Please copy out every line in the records below that includes the word "each".

Extracted records
-- Opening Marker --
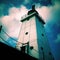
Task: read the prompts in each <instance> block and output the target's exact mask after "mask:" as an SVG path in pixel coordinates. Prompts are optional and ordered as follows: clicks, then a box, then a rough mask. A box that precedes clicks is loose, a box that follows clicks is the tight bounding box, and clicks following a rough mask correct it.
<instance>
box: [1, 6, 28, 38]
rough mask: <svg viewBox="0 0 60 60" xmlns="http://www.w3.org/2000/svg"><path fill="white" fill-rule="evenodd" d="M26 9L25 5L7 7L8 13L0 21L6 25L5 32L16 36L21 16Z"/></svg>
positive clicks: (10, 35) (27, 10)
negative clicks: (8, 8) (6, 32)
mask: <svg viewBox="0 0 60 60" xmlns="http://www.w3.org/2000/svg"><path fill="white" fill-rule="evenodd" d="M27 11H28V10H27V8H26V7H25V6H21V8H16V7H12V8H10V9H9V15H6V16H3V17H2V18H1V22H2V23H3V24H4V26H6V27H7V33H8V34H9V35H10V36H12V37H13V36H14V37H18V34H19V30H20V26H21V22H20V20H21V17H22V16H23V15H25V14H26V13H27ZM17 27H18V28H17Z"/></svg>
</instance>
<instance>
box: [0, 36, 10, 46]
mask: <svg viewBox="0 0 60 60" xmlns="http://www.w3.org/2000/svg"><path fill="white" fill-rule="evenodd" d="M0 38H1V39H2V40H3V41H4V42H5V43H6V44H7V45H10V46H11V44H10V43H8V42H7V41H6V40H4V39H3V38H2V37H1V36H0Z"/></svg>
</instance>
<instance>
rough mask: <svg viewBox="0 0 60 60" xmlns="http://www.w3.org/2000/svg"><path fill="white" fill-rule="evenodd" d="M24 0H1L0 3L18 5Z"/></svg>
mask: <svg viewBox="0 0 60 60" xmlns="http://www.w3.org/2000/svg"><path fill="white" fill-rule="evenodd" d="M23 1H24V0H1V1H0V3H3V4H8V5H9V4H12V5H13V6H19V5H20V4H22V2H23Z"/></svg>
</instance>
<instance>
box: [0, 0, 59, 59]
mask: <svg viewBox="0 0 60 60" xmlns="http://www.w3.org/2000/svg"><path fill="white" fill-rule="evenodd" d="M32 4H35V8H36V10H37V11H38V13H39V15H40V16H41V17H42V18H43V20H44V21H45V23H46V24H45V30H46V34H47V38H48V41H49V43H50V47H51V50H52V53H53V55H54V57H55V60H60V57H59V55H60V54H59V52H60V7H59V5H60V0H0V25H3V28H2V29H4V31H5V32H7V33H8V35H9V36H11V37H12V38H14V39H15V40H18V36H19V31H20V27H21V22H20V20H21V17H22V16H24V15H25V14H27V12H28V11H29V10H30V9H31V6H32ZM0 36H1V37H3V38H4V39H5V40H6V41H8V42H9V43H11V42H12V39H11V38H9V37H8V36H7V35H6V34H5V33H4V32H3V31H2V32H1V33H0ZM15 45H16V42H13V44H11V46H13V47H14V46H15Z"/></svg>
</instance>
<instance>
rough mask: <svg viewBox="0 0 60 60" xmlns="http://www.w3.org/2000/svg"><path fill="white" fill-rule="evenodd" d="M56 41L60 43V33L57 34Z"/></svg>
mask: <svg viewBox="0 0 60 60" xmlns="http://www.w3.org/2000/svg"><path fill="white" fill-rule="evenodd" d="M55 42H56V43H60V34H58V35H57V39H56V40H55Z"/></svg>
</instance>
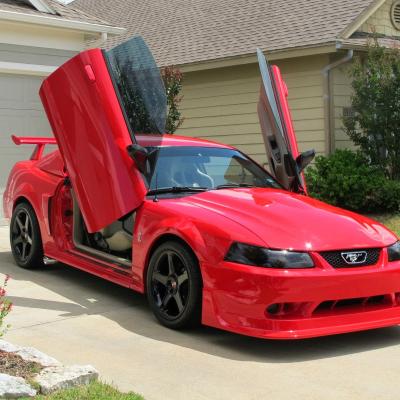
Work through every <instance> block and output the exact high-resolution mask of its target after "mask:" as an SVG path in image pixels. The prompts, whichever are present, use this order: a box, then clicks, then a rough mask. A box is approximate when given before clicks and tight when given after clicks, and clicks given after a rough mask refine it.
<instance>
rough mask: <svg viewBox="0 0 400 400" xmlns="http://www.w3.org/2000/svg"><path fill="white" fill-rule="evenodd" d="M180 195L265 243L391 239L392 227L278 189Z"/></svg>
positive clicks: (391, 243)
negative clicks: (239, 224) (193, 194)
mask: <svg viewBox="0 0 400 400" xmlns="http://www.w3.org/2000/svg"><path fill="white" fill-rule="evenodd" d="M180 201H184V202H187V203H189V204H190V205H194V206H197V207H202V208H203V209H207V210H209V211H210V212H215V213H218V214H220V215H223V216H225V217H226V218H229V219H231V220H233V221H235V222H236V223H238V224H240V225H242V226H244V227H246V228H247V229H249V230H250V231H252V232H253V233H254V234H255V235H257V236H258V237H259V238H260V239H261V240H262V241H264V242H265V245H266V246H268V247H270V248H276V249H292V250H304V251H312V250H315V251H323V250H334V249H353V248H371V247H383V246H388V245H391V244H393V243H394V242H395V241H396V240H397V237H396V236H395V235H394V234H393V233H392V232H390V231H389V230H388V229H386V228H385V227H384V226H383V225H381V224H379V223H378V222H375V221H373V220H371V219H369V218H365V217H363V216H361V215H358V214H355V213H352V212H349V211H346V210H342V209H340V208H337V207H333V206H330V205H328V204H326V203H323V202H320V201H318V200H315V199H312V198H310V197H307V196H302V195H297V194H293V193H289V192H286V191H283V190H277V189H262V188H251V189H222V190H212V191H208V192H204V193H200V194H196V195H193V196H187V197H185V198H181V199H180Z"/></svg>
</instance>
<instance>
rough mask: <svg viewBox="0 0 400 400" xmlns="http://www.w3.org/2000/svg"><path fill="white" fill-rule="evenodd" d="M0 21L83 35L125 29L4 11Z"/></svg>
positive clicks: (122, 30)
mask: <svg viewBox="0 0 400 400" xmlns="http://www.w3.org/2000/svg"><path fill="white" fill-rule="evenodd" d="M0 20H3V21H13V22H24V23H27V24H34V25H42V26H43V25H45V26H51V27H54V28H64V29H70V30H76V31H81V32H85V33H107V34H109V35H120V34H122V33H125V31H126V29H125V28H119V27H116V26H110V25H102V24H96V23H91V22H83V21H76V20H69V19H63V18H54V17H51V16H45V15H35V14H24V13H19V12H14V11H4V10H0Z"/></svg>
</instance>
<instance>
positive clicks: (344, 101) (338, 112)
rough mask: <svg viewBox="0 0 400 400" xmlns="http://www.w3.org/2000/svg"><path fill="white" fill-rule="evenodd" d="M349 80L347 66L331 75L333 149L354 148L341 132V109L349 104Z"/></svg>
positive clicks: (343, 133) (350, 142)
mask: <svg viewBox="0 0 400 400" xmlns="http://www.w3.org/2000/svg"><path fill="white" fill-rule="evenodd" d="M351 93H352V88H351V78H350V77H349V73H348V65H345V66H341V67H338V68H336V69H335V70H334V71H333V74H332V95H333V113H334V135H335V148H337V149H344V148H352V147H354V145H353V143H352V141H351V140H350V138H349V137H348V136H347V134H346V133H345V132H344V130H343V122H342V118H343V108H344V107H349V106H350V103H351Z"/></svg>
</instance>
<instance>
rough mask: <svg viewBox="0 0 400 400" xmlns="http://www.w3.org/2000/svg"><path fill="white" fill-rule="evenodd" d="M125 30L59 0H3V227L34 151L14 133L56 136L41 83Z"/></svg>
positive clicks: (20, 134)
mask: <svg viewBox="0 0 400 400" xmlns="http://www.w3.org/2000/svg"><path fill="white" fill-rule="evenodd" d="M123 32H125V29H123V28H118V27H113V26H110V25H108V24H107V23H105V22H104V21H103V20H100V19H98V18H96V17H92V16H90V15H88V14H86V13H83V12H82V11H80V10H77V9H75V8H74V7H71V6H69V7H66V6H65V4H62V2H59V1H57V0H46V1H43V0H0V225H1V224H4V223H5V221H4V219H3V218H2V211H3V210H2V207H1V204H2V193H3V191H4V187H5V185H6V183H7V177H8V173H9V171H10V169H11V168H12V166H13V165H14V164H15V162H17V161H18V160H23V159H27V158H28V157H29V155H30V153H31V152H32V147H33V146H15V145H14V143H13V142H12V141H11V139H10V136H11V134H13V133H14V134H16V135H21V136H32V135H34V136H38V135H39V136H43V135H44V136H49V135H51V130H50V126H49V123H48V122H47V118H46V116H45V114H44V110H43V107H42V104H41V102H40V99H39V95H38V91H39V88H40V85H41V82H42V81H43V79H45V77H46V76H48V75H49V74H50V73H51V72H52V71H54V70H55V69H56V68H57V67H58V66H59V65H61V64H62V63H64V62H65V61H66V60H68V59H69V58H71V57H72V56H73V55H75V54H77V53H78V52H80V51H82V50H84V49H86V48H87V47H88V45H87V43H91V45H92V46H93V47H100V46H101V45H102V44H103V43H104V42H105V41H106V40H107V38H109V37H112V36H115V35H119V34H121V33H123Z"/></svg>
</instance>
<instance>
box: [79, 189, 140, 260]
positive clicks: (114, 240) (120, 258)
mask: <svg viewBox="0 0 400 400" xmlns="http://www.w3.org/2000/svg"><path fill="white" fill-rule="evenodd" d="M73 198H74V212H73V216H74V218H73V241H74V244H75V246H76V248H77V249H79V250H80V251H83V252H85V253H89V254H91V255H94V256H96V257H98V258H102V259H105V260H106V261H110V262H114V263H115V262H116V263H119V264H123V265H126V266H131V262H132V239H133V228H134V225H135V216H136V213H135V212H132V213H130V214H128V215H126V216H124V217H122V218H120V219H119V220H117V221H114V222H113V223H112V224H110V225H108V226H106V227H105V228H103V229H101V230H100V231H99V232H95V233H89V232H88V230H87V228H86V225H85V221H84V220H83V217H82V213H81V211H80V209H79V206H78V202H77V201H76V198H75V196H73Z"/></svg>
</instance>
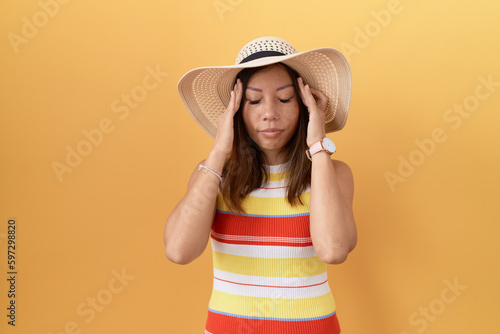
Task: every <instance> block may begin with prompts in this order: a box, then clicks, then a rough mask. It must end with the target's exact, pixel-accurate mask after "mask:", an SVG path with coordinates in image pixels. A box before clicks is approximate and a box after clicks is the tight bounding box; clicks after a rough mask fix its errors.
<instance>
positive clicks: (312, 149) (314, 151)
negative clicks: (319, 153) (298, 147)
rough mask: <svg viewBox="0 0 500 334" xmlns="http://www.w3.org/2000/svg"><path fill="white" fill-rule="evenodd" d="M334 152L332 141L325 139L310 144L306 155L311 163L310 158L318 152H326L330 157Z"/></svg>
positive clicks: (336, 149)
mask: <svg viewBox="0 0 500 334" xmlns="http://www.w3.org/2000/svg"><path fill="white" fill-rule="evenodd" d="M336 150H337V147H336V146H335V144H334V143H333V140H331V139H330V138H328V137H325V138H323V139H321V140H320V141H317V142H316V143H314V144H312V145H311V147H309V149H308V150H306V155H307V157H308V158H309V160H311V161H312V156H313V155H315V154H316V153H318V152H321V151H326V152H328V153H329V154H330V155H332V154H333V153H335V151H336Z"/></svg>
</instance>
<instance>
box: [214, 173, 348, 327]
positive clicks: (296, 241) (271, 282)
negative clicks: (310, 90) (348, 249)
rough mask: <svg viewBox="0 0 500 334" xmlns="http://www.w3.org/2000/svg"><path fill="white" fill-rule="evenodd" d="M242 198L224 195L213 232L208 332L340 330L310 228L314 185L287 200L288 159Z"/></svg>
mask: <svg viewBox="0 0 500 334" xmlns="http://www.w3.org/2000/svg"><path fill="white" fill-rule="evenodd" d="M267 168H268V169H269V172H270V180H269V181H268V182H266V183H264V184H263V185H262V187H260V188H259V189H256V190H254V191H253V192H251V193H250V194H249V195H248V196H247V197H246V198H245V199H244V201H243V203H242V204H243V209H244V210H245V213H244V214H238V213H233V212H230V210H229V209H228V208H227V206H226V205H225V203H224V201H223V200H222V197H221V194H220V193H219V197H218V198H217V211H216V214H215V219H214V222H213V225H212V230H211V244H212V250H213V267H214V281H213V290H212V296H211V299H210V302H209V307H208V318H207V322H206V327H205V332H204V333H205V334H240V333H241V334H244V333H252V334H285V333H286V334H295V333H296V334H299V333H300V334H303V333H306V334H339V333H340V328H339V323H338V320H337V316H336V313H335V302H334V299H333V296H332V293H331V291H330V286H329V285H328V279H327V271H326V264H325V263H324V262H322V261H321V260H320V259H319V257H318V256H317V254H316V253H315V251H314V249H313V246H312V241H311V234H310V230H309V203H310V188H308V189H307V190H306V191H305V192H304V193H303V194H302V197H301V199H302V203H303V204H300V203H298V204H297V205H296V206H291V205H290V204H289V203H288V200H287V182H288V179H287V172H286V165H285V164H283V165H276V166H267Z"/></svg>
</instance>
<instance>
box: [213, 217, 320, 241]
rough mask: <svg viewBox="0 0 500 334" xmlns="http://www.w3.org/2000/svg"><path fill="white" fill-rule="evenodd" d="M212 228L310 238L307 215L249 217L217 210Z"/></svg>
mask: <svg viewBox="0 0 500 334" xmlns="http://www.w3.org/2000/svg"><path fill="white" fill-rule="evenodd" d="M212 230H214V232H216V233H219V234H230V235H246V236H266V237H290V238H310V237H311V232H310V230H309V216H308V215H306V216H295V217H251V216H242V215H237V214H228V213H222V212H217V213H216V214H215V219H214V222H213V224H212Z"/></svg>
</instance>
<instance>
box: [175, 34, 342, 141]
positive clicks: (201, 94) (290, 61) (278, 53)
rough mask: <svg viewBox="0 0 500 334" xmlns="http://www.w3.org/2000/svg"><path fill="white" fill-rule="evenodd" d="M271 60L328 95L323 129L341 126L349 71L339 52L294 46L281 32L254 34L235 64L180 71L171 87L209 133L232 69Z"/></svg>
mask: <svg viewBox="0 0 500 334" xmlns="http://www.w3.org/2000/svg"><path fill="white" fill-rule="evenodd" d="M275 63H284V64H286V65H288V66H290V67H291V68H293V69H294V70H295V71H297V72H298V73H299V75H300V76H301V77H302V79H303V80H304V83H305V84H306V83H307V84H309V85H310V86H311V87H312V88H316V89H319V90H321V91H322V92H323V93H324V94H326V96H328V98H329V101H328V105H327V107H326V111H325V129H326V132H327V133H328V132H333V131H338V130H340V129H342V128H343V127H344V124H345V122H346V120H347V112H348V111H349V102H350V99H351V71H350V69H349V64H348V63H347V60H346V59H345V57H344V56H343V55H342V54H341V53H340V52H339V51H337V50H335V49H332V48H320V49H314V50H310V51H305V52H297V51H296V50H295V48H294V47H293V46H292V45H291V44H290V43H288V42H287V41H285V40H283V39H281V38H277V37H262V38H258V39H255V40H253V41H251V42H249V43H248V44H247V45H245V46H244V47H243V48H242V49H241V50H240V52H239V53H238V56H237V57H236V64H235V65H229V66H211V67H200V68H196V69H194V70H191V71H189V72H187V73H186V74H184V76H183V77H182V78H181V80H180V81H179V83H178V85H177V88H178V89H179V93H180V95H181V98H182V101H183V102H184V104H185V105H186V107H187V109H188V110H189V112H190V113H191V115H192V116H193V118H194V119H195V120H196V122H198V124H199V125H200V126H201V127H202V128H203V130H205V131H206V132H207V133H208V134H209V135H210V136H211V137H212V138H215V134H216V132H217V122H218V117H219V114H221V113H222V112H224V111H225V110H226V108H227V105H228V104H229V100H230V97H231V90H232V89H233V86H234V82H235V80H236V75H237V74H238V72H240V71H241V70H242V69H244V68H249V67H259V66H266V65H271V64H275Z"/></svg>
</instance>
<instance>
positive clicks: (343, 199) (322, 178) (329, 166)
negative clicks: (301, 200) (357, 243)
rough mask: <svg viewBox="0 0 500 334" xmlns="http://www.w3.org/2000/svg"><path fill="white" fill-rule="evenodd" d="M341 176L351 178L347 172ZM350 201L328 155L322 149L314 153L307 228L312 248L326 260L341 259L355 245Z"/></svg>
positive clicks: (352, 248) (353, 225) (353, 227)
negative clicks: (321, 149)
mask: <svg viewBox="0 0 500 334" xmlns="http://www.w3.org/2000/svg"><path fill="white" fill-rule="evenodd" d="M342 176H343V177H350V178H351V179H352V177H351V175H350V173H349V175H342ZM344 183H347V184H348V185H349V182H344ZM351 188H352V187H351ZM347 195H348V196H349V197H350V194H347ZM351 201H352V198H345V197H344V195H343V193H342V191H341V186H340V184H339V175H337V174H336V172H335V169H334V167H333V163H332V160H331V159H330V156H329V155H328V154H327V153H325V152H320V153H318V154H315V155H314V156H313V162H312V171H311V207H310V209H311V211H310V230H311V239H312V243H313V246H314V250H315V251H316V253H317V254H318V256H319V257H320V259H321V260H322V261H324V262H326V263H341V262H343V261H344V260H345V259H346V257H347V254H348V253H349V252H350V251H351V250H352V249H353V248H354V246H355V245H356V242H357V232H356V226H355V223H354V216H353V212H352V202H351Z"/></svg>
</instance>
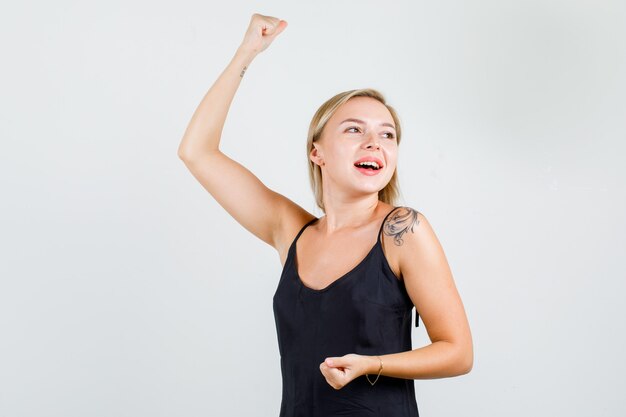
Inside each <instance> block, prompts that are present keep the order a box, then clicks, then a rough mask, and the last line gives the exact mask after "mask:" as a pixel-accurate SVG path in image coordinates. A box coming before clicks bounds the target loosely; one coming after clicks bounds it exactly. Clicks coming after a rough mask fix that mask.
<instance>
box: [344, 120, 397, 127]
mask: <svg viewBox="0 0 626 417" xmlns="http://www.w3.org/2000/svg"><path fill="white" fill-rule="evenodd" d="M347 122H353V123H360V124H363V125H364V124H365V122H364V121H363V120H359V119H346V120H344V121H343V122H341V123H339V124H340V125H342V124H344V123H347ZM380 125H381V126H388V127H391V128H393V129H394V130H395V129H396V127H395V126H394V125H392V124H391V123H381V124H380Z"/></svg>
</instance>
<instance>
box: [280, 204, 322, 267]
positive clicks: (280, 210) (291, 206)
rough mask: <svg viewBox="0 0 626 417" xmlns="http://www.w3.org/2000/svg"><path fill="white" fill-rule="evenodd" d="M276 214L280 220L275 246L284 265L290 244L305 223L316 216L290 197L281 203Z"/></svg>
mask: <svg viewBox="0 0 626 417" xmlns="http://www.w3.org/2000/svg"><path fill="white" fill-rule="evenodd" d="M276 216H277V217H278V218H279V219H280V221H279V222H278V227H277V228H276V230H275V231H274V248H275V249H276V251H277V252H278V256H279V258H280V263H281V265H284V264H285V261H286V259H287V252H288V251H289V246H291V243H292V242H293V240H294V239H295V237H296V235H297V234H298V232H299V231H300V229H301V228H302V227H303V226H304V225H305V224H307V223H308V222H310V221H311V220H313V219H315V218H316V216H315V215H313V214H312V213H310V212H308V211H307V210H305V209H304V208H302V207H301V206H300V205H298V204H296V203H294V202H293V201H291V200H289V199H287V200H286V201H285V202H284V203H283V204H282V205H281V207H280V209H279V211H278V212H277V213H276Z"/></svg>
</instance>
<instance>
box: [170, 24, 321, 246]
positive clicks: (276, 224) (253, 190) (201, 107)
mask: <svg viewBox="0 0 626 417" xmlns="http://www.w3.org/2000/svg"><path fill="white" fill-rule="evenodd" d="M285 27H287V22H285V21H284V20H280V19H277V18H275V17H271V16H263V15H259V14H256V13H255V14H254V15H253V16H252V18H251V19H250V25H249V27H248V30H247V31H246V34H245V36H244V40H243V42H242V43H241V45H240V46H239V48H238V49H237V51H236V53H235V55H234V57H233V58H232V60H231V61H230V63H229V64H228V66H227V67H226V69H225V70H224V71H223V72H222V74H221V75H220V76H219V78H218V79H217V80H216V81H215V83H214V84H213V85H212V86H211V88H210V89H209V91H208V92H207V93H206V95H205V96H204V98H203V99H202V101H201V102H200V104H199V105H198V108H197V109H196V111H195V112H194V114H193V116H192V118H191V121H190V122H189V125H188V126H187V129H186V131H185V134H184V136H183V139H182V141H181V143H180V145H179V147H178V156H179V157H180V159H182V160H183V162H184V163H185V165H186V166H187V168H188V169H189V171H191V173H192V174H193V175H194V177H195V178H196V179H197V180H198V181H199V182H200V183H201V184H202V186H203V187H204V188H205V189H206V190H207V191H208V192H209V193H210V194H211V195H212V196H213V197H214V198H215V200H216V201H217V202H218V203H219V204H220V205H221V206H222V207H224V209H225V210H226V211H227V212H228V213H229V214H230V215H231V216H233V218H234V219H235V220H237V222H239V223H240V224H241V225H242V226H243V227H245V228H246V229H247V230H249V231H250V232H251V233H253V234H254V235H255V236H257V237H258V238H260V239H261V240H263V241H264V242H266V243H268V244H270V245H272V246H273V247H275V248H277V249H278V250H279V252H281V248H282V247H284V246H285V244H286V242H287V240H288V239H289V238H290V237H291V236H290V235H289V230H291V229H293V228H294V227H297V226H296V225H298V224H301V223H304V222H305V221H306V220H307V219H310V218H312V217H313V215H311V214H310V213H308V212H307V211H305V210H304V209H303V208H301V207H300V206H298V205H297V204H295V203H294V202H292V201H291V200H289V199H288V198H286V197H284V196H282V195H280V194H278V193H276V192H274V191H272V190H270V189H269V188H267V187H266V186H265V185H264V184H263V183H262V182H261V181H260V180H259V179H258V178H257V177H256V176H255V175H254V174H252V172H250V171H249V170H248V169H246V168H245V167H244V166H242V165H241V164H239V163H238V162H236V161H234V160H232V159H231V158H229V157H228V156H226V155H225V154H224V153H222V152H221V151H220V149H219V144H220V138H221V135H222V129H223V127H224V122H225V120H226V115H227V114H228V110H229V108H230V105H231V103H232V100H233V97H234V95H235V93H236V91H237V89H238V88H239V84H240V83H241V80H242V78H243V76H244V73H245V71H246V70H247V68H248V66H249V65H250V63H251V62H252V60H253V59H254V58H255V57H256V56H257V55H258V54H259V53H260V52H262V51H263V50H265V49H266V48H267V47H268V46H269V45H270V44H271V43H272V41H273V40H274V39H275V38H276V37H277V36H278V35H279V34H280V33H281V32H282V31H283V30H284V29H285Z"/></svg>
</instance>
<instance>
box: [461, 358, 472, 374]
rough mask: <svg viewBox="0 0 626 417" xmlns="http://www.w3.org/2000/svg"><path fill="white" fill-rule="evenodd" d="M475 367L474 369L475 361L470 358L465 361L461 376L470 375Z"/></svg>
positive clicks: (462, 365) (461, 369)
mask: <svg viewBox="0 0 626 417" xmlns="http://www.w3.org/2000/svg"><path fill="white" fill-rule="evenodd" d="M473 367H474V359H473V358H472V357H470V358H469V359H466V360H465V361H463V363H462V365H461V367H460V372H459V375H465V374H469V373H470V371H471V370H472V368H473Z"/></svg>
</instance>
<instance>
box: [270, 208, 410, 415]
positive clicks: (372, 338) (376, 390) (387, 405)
-- Closing Marker --
## TASK RESULT:
Task: read the prompts in each <instance> block and output the target's exact mask after "mask:" as an SVG path in pixel coordinates. Prompts are optional and ordered as follows: clicks, then a box, then a rough mask. A box that precedes clicks is loose, a box that follows clicks is the tight bounding box, and clicks following a rough mask correct it.
Inside each <instance> block, prompts that are present keep the order a box, then clicks, then a rough mask, and the last line gives the exact mask after "mask:" as a pixel-accurate SVG path in image coordinates. A box coming before clicks bounds the target loosely; one coming after clicks bounds it exactly. Clicks coming after a rough mask fix that mask.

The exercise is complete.